Format the records below as a numbered list with one line per item, leaving out the blank lines.

— PROVIDED DATA —
* BEGIN *
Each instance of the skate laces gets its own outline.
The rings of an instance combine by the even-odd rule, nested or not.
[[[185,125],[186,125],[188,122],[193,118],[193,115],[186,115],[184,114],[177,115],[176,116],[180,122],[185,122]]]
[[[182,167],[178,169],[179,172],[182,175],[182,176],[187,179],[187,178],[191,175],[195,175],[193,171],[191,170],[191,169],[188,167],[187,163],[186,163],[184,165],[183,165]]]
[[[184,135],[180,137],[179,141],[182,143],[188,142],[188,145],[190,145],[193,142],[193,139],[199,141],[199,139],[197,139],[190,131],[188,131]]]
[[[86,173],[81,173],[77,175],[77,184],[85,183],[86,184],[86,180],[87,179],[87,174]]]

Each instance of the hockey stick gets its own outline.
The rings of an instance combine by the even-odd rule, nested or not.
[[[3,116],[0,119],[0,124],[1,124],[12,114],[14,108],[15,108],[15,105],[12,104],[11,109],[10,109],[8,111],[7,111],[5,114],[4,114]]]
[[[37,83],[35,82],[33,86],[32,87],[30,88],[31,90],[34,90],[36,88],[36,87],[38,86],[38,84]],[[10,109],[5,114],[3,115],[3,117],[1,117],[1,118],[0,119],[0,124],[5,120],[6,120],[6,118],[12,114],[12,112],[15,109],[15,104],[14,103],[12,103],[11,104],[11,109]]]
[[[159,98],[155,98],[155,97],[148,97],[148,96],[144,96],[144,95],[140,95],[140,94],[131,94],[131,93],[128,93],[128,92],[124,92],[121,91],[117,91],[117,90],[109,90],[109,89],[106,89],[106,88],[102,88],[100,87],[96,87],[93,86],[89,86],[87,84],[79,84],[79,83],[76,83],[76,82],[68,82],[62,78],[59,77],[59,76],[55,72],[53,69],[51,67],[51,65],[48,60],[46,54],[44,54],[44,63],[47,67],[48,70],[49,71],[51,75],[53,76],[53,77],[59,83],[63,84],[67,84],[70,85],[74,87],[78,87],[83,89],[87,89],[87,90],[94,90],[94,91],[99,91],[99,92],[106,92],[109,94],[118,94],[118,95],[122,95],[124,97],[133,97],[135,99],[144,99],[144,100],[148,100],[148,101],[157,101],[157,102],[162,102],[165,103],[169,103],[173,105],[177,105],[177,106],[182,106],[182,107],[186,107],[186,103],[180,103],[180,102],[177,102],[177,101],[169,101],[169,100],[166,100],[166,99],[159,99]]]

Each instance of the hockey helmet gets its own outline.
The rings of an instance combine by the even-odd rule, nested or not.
* END *
— REPLY TO THE EXERCISE —
1. Each instance of the skate laces gets its own outline.
2. The rings of an instance combine by the even-odd rule, nested or not.
3. [[[185,125],[186,125],[188,122],[193,118],[193,115],[186,115],[184,114],[177,115],[176,116],[180,122],[185,122]]]
4. [[[182,167],[178,169],[179,172],[182,175],[182,176],[187,179],[187,178],[191,175],[195,175],[193,171],[191,170],[191,169],[188,167],[187,163],[186,163],[184,165],[183,165]]]
5. [[[184,135],[180,137],[179,141],[182,143],[188,142],[188,145],[190,145],[193,142],[193,139],[199,141],[199,139],[197,139],[190,131],[188,131]]]
6. [[[86,173],[81,173],[77,175],[77,184],[85,183],[86,184],[86,180],[87,179],[87,174]]]
7. Each instance of the hockey stick gets its own outline.
8. The rings of an instance combine by the even-odd rule, nested or not.
9. [[[3,116],[0,119],[0,124],[1,124],[12,114],[14,108],[15,108],[15,105],[12,104],[11,109],[10,109],[8,111],[7,111],[5,114],[4,114]]]
10. [[[37,83],[35,82],[33,86],[32,87],[30,88],[31,90],[34,90],[36,88],[36,87],[38,86],[38,84]],[[10,109],[5,114],[3,115],[3,117],[1,117],[1,118],[0,119],[0,124],[5,120],[6,120],[6,118],[12,114],[12,112],[15,109],[15,104],[14,103],[12,103],[11,104],[11,109]]]
11. [[[159,98],[155,98],[155,97],[148,97],[148,96],[144,96],[144,95],[140,95],[140,94],[131,94],[131,93],[128,93],[128,92],[124,92],[121,91],[117,91],[117,90],[109,90],[109,89],[106,89],[106,88],[102,88],[100,87],[96,87],[93,86],[89,86],[87,84],[79,84],[79,83],[76,83],[76,82],[68,82],[62,78],[59,77],[59,76],[55,72],[53,69],[51,67],[51,65],[48,60],[46,54],[44,54],[44,63],[47,67],[48,70],[49,71],[51,75],[53,76],[53,77],[59,83],[63,84],[67,84],[70,85],[74,87],[78,87],[83,89],[87,89],[87,90],[94,90],[94,91],[99,91],[99,92],[106,92],[109,94],[118,94],[118,95],[122,95],[124,97],[133,97],[135,99],[144,99],[144,100],[148,100],[148,101],[157,101],[157,102],[162,102],[165,103],[169,103],[173,105],[177,105],[177,106],[182,106],[182,107],[186,107],[186,103],[180,103],[180,102],[177,102],[177,101],[169,101],[169,100],[166,100],[166,99],[159,99]]]
12. Each instance of the hockey helmet gets its own outline.
13. The rings of an instance combine by the even-odd rule, nested or not.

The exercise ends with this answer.